Excerpts of bounding box data.

▬▬▬▬▬▬

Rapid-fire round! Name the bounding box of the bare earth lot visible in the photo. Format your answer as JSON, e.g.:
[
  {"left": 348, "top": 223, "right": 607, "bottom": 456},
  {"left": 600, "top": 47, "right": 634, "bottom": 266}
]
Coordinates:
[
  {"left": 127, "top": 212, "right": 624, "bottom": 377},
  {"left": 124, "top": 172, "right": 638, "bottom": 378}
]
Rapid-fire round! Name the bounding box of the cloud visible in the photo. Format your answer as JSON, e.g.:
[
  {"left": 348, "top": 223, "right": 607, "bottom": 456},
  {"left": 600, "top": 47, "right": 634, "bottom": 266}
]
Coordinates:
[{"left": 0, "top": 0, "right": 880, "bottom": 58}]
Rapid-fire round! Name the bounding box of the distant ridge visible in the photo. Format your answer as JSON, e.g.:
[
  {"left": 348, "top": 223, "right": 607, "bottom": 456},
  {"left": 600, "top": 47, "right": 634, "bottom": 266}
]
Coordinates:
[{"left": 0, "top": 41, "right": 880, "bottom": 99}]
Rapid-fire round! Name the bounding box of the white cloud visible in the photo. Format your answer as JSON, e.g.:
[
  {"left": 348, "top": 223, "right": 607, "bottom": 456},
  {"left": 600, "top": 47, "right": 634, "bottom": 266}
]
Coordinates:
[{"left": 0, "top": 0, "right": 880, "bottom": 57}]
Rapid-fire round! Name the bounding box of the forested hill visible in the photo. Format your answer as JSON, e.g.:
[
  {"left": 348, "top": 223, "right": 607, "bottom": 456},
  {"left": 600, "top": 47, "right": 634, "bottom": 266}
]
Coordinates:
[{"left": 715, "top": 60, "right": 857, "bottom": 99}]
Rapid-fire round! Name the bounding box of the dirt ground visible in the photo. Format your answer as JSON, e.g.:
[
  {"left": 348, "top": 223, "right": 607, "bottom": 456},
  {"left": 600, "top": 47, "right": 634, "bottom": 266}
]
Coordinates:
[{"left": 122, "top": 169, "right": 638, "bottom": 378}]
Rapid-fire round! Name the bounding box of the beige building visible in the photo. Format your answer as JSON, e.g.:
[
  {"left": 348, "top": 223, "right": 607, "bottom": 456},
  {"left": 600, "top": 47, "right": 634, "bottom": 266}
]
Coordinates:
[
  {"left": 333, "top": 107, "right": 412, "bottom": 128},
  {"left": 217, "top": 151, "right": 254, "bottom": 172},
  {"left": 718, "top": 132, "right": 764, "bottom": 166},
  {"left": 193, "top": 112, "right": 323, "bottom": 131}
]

▬▬▬▬▬▬

Prompt.
Copy the entries from the line containing "Rapid-fire round! Name the bounding box of the beige" through the end, replacing "beige building" with "tan building" and leaving everything else unchanged.

Task response.
Rapid-fire round! Name the bounding box of the tan building visible in the photo. Format your answer as JSON, e.g.:
[
  {"left": 348, "top": 223, "right": 607, "bottom": 456},
  {"left": 600, "top": 47, "right": 634, "bottom": 266}
]
Coordinates:
[
  {"left": 333, "top": 107, "right": 412, "bottom": 128},
  {"left": 217, "top": 151, "right": 254, "bottom": 172},
  {"left": 718, "top": 132, "right": 764, "bottom": 166},
  {"left": 193, "top": 112, "right": 323, "bottom": 131}
]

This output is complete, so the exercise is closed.